**Texte source**
════════════════════
Publié le 16 juillet 2007 par Roman Bernard
Pris dans ma démonstration hier soir, j'ai préféré aborder aujourd'hui le fait marquant du défilé du 14-Juillet : la présence de détachements européens sur les Champs-Elysées, ce qui ne s'était encore jamais vu, si l'on excepte bien sûr les défilés d'armées alliées à la France lors de ses victoires militaires, ou bien, de plus sinistre mémoire, ceux des armées ennemies lorsqu'elles ont envahi Paris.
Que doit-on penser de cela, sinon que Nicolas Sarkozy a tenu, par un symbole plus frappant que significatif, à affirmer son attachement à la construction européenne?
Je n'ai pas besoin de développer une fois encore mon idée sur la question : les défilés militaires m'importent peu, puisque mon patriotisme repose sur des valeurs et non sur des symboles. Mais je dois bien reconnaître qu'en l'occurence, ils ont une importance. Le président de la République a voulu, par cette démonstration de concorde, lancer un appel clair à la construction d'une défense européenne commune.
════════════════════
[Lignes d'un jeu de données de pointage]
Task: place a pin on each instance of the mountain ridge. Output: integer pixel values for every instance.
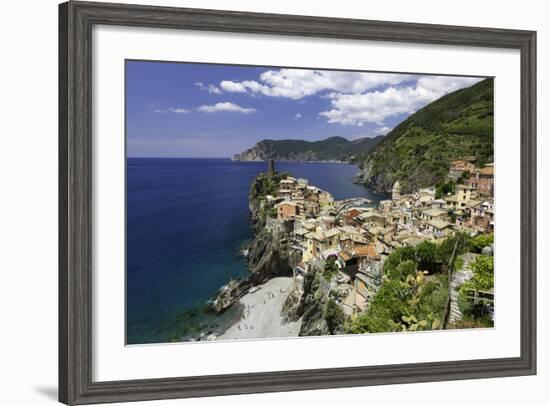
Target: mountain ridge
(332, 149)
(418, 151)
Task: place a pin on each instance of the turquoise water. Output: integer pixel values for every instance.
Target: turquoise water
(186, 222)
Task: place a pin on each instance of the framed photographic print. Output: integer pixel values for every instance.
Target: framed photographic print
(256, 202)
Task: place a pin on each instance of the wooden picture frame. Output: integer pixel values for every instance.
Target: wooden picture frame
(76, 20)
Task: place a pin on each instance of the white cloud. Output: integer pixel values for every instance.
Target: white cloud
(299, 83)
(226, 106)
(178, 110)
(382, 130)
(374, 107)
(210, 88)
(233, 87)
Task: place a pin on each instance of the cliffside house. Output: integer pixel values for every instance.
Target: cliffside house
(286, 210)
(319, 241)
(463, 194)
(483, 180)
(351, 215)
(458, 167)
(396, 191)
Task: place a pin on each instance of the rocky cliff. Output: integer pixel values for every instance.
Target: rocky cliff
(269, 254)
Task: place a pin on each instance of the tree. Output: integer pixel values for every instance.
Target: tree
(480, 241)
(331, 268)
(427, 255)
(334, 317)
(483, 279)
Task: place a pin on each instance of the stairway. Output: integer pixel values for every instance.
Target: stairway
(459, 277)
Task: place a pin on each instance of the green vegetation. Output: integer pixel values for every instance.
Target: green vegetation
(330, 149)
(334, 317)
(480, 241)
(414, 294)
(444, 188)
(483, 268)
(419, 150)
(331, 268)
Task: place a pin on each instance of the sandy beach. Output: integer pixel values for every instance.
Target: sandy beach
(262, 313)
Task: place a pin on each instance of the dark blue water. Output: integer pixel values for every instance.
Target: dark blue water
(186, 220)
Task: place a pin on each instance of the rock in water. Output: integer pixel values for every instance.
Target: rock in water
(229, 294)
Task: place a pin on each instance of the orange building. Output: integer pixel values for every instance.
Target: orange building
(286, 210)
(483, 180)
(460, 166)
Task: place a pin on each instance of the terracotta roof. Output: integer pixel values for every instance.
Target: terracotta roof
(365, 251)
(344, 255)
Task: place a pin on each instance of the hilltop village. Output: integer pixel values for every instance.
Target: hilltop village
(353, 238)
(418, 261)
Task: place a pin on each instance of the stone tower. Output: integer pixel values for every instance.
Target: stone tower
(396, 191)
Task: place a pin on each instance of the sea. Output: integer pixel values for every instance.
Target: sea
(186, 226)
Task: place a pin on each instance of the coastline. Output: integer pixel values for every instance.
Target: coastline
════════════════════
**Consignes**
A) Répondez à ces questions sur le billet consacré au défilé du 14-Juillet :
(i) Qui l'a publié, et à quelle date ?
(ii) Sur quelle avenue les détachements européens ont-ils défilé ?
(iii) Par cette démonstration de concorde, à quoi le président de la République a-t-il voulu lancer un appel ?
B) Poursuivez le billet sur le défilé du 14-Juillet après sa dernière phrase.

**Réponses**
A)
(i) Roman Bernard, le 16 juillet 2007.
(ii) Sur les Champs-Elysées.
(iii) À la construction d'une défense européenne commune.

B)
Je suis hostile à un tel projet, bien que ne pouvant être taxé, au contraire du chef de l'Etat et ses affidés, d'atlantisme. Mais il me semble que l'OTAN, dont le siège est, au passage, situé dans la même ville que la Commission européenne, permet largement de défendre le Vieux Continent contre une éventuelle attaque extérieure.
Si j'ai déjà exprimé des craintes quant à l'avenir de la France et de l'Europe en tant que pôles de puissance, je ne me suis jamais inquiété de leur sécurité : l'Europe est pour l'instant à l'abri de toute agression significative.
Cela, elle le doit surtout à l'Alliance atlantique et à la possession de l'arme atomique par les deux seuls Etats européens que l'on peut raisonnablement qualifier de puissances militaires, et qui doivent notamment cet attribut à leur présence permanente au Conseil de sécurité de l'ONU : la France et le Royaume-Uni.
Si la sécurité de l'Europe est globalement assurée, pourquoi édifier une défense commune? Pour donner à nouveau à l'Europe une force de projection dans le monde, me répondent ceux-là mêmes qui, curieusement, se disent souvent "pacifistes".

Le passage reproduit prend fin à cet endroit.